══ Extracted records ══

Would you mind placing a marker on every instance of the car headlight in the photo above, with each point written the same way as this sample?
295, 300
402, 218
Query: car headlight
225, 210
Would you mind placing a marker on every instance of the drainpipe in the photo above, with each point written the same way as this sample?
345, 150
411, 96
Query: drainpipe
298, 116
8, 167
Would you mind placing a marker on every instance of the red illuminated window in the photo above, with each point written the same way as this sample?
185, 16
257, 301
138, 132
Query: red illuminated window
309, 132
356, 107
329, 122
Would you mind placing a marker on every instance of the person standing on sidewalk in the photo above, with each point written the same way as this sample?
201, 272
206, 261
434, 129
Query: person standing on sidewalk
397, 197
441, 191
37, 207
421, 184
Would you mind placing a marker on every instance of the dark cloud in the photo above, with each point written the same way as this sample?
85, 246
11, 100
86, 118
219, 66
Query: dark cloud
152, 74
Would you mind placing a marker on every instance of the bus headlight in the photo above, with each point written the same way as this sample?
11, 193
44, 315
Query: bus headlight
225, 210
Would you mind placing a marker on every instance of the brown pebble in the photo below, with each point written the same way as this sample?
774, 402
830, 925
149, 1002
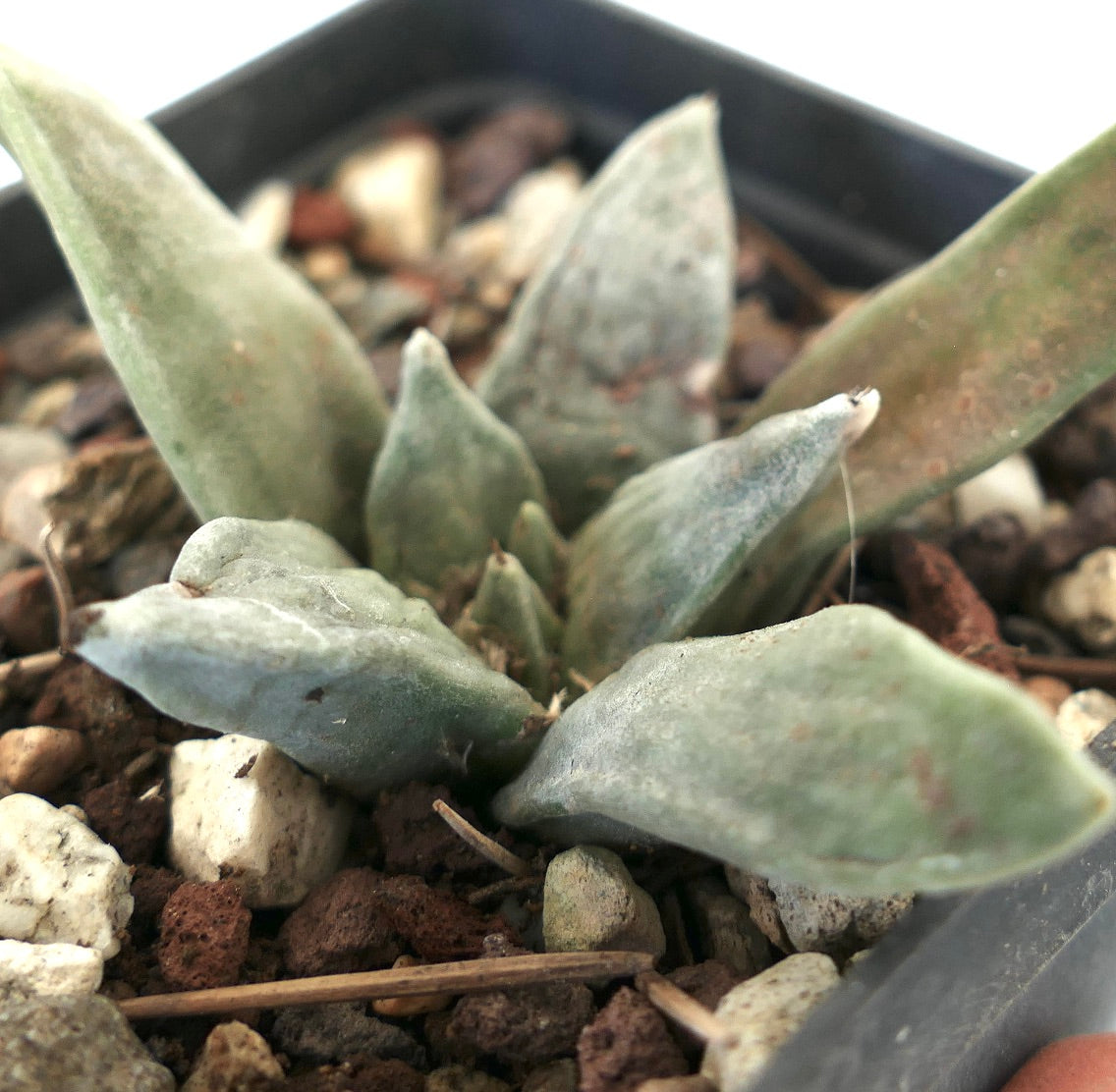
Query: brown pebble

═══

→ **Exercise directions**
The line that contains "the bus headlight" begins the part to retype, and the last line of the records above ends it. Retype both and everything between, exactly, without the pictures.

→ **Response area**
Would you mind placing a marker on every instance of the bus headlight in the photo above, with each point written the same way as this sample?
11, 193
44, 315
Query: bus headlight
225, 210
Would you mind placing a marker on every instance of the brown pebble in the photo below, with each point written the same way as this sample?
774, 402
830, 925
149, 1002
Query: brown pebble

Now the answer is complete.